* _Written instruction_: Could you collect every line from the records below that contains the string "green"?

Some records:
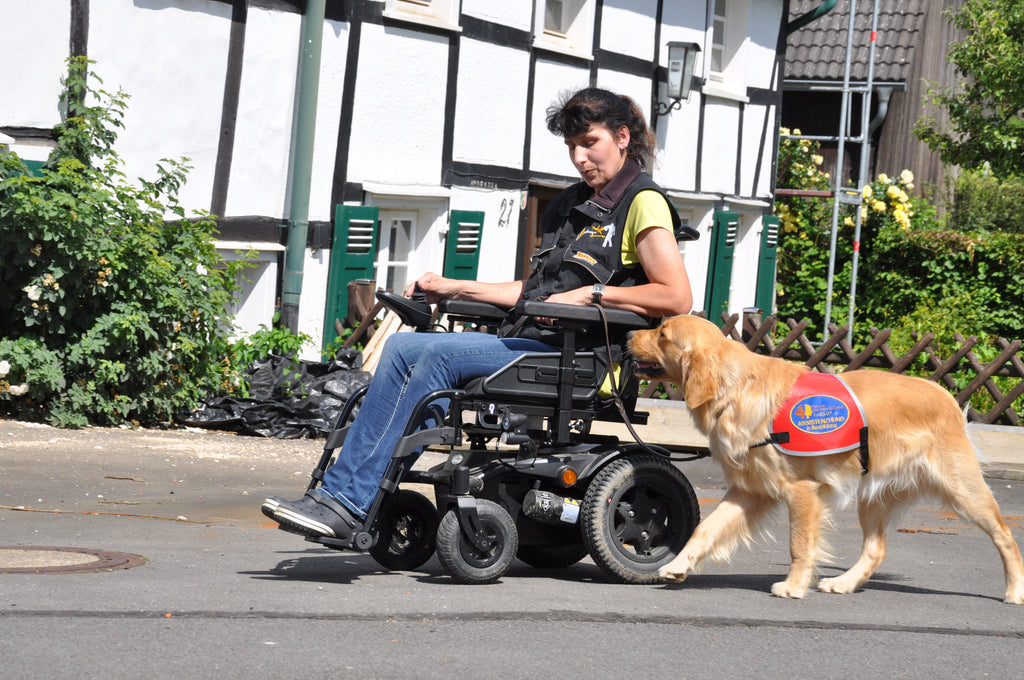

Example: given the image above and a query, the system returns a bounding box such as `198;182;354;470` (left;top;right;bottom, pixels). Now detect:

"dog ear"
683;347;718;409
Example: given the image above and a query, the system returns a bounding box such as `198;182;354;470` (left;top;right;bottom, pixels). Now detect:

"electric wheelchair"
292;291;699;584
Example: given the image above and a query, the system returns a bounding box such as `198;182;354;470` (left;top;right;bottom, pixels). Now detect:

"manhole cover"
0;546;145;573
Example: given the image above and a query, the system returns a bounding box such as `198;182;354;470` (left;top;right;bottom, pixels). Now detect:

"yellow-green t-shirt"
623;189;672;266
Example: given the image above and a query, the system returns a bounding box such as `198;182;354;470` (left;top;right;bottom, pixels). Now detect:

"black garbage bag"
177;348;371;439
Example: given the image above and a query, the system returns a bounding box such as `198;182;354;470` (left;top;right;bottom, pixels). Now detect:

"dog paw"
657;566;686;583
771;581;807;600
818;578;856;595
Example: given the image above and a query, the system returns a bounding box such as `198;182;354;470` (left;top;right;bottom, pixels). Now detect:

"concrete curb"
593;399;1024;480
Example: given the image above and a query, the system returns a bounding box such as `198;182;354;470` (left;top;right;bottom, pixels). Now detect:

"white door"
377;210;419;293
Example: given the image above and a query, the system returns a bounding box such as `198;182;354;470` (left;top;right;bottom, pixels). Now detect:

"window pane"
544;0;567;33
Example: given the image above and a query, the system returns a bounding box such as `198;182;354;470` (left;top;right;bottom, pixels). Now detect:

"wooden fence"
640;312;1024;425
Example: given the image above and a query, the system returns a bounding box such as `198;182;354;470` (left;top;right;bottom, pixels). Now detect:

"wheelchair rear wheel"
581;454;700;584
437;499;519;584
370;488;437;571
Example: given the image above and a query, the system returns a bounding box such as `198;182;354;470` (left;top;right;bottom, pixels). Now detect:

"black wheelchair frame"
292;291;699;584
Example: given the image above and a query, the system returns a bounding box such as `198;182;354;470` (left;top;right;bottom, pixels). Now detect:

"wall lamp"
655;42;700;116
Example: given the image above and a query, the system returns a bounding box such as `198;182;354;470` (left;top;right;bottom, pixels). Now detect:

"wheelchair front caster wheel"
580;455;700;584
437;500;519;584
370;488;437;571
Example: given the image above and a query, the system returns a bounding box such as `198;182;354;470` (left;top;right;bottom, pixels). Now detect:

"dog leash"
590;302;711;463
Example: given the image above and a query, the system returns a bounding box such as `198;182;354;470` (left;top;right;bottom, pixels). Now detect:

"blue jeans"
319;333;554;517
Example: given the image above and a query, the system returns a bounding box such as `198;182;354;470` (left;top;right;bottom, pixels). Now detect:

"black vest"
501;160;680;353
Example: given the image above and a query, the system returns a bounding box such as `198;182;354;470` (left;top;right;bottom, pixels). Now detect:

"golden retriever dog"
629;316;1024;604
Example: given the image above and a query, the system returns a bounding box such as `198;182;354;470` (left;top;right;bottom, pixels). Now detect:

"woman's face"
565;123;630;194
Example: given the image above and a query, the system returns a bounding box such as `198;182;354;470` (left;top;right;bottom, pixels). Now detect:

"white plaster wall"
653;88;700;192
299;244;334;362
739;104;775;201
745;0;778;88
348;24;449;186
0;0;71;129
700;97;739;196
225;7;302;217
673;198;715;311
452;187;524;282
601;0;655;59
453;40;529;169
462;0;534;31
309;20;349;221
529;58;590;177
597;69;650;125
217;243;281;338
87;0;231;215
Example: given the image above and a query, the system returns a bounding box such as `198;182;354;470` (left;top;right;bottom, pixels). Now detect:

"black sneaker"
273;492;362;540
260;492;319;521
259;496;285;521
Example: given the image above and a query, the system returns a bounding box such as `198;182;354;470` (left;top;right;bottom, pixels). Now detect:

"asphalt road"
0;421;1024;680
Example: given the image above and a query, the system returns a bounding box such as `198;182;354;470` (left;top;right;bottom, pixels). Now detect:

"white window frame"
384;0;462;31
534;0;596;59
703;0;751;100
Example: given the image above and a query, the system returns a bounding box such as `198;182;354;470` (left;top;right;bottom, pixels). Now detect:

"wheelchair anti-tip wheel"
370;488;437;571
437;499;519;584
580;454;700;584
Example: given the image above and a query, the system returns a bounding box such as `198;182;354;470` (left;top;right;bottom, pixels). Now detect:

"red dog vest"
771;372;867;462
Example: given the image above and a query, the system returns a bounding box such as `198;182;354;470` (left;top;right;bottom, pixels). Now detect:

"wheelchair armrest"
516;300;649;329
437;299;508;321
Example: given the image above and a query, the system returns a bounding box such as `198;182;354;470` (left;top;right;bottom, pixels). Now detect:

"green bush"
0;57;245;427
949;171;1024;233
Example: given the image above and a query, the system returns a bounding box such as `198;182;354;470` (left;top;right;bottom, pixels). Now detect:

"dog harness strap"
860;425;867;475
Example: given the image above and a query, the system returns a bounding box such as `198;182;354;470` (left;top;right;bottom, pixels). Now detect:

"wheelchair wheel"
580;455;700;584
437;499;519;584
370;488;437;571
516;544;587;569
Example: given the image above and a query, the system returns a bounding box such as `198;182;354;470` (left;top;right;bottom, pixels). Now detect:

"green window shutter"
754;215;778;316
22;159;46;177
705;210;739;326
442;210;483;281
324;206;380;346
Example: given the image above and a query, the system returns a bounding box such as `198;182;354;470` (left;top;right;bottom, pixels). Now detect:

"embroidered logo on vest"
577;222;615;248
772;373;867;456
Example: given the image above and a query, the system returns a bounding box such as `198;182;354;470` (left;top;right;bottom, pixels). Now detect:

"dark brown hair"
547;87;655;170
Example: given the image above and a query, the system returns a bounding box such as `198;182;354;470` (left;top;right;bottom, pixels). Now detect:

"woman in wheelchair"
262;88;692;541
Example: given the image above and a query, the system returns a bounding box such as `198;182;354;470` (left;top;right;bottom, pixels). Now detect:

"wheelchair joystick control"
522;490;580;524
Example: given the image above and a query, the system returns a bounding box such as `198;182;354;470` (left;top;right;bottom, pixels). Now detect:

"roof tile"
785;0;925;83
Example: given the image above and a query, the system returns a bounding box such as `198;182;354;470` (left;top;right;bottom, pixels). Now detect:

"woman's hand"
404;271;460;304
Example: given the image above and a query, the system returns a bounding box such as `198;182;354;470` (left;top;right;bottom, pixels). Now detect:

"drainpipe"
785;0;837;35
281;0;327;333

* _Task output_:
"yellow-green t-shirt"
"green bush"
"green window shutter"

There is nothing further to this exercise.